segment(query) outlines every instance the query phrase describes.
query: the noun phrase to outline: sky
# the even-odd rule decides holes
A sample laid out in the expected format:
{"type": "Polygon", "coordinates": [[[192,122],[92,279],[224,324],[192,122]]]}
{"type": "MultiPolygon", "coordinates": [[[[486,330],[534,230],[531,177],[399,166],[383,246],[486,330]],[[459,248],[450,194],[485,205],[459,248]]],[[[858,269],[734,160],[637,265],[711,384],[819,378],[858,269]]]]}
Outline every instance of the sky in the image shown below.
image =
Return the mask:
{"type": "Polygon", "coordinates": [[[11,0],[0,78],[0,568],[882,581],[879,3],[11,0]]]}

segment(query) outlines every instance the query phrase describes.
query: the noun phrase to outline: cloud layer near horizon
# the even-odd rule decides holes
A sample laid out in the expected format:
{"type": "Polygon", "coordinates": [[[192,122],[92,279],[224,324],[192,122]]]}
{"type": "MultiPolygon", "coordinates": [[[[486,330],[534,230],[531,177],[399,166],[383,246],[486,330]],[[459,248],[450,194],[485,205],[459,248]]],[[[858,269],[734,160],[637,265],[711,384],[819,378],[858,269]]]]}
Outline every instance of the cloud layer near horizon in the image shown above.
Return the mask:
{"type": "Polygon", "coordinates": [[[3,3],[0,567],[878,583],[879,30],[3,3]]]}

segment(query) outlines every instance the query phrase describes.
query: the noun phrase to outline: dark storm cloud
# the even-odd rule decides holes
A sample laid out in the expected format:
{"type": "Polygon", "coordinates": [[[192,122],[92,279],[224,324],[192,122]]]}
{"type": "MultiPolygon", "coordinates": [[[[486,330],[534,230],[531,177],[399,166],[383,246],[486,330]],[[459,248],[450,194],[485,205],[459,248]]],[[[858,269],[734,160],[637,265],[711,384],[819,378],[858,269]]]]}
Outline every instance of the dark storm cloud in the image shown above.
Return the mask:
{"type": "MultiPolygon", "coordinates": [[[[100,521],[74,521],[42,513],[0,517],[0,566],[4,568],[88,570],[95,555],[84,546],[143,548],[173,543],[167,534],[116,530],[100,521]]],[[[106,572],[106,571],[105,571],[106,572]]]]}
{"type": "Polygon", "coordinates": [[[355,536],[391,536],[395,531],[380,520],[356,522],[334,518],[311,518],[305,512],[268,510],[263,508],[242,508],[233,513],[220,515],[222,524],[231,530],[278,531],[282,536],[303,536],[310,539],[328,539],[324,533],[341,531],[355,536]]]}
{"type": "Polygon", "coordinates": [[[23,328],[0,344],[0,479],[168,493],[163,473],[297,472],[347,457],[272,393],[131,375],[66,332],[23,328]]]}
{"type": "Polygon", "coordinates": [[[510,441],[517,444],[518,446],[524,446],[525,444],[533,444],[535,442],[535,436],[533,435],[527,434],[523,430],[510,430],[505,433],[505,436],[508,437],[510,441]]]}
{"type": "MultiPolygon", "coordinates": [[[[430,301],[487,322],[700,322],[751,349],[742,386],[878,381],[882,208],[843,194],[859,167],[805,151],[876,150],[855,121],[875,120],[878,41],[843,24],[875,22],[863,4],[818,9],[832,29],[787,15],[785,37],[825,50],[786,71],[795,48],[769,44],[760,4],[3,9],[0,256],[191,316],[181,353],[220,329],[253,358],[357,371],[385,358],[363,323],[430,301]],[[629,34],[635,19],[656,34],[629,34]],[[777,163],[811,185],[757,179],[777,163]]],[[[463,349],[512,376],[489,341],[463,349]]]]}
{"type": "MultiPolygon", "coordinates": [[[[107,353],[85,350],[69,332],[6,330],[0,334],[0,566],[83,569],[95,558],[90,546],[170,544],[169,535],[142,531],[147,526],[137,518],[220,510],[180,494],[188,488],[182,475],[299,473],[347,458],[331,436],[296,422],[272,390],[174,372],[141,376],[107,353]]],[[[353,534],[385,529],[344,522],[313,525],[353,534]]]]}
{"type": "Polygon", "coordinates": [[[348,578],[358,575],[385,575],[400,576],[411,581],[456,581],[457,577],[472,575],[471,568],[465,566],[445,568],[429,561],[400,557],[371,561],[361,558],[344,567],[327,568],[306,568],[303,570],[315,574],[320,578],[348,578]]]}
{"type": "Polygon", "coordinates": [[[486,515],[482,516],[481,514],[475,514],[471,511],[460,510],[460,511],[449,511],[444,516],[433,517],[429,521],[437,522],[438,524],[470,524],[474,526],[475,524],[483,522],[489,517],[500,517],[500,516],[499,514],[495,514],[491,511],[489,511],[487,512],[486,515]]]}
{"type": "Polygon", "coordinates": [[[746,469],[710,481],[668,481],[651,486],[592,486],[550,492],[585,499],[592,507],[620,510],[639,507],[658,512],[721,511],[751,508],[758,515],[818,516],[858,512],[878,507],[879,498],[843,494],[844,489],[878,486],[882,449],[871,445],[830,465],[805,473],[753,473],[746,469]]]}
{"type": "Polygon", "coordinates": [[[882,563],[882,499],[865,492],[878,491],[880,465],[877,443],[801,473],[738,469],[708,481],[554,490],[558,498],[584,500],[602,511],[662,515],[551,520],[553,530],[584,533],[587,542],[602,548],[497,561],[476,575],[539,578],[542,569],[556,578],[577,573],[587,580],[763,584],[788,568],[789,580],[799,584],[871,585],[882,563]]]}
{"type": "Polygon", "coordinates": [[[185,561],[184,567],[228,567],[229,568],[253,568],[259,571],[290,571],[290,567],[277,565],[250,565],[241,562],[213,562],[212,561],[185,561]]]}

Requirements: Count the lines in the rows above that contain the string "storm", treating uppercase and lowercase as different, and reply with the number alone.

Result of the exercise: 2